■ PROBLEM DESCRIPTION ■
Please print all the lines below exactly as they are written.

■ Point-per-instance localization data ■
● ● ●

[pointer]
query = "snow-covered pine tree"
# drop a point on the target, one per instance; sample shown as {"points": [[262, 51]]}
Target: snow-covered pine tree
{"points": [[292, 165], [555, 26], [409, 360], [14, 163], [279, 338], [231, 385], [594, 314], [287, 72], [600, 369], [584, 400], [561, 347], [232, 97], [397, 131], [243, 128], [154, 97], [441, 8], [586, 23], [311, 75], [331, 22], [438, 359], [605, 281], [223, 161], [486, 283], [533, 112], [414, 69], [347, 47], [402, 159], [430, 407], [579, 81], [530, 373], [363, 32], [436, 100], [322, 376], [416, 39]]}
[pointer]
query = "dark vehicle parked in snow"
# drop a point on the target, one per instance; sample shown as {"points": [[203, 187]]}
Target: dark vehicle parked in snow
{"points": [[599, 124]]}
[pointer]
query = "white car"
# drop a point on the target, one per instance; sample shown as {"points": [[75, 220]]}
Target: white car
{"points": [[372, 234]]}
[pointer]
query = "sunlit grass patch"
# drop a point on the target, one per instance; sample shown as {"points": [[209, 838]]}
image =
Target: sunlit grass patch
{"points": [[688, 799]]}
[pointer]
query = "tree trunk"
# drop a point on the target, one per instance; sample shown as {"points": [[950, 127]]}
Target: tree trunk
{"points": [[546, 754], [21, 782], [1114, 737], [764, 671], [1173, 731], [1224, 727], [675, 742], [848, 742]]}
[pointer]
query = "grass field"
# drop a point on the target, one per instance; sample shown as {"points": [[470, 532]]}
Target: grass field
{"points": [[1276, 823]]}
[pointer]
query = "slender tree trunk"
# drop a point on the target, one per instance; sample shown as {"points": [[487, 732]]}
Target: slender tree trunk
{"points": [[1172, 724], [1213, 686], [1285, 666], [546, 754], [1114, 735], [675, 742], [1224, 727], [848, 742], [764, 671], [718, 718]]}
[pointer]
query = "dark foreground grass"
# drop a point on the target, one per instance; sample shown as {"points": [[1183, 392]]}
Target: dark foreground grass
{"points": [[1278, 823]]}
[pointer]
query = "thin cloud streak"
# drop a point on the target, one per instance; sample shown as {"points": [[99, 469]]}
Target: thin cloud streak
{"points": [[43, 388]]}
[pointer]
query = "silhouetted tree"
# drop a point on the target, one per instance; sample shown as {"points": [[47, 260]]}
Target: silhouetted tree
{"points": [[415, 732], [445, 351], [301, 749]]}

● ● ●

■ YOUR RESPONSE ■
[pointer]
query = "snow-covered pine tree"
# drop a point on the target, one per instance; sample shown as {"points": [[262, 51]]}
Target: snow-covered pine tree
{"points": [[292, 165], [555, 26], [409, 360], [14, 163], [279, 338], [231, 385], [594, 314], [287, 72], [600, 369], [584, 400], [561, 347], [232, 97], [397, 131], [243, 128], [154, 97], [441, 8], [586, 23], [311, 75], [331, 22], [438, 359], [605, 281], [223, 161], [486, 283], [533, 112], [414, 69], [347, 47], [402, 159], [430, 407], [579, 81], [530, 373], [363, 32], [436, 100], [322, 376], [416, 39]]}
[pointer]
query = "dark vehicle parked in snow"
# drop a point on the target, one per instance; sample shown as {"points": [[203, 187]]}
Target: dark vehicle parked in snow
{"points": [[599, 124]]}
[pointer]
query = "white car"
# drop a point on the target, one per instance; sample shown as {"points": [[75, 220]]}
Target: white car
{"points": [[372, 234]]}
[pointer]
query = "sunlit grass patch"
# drop a point on the target, one per instance; sample shown as {"points": [[209, 838]]}
image =
Target: sunlit grass patch
{"points": [[688, 799]]}
[pointer]
query = "tree trunk"
# drop a point on the target, one per instance; sample shown as {"points": [[950, 127]]}
Target: tree trunk
{"points": [[546, 754], [21, 782], [1114, 737], [764, 671], [1173, 731], [1224, 727], [675, 742], [848, 742]]}
[pointer]
query = "grass field"
# drop a point on the target, one per instance; sample shown as {"points": [[470, 532]]}
Target: grass field
{"points": [[1276, 823]]}
[pointer]
query = "slender tree trunk"
# drop a point on the target, one per instance; sample shown as {"points": [[487, 732]]}
Target: slender tree trunk
{"points": [[1172, 724], [1213, 686], [1285, 666], [546, 754], [1114, 735], [675, 742], [1224, 727], [848, 742], [764, 671], [718, 718]]}
[pointer]
query = "dark foreground grass"
# drop a point on the target, one per instance; sample shown as {"points": [[1183, 392]]}
Target: dark foreground grass
{"points": [[1278, 823]]}
[pointer]
query = "thin cloud streak"
# drop a point on the target, one per instance; sample shown as {"points": [[99, 469]]}
Target: thin cloud streak
{"points": [[43, 388]]}
[pointer]
query = "silhouetted tree"
# drop a point on the target, one per instance; sample shown as {"points": [[47, 260]]}
Target: silhouetted tree
{"points": [[415, 732], [445, 351], [301, 749]]}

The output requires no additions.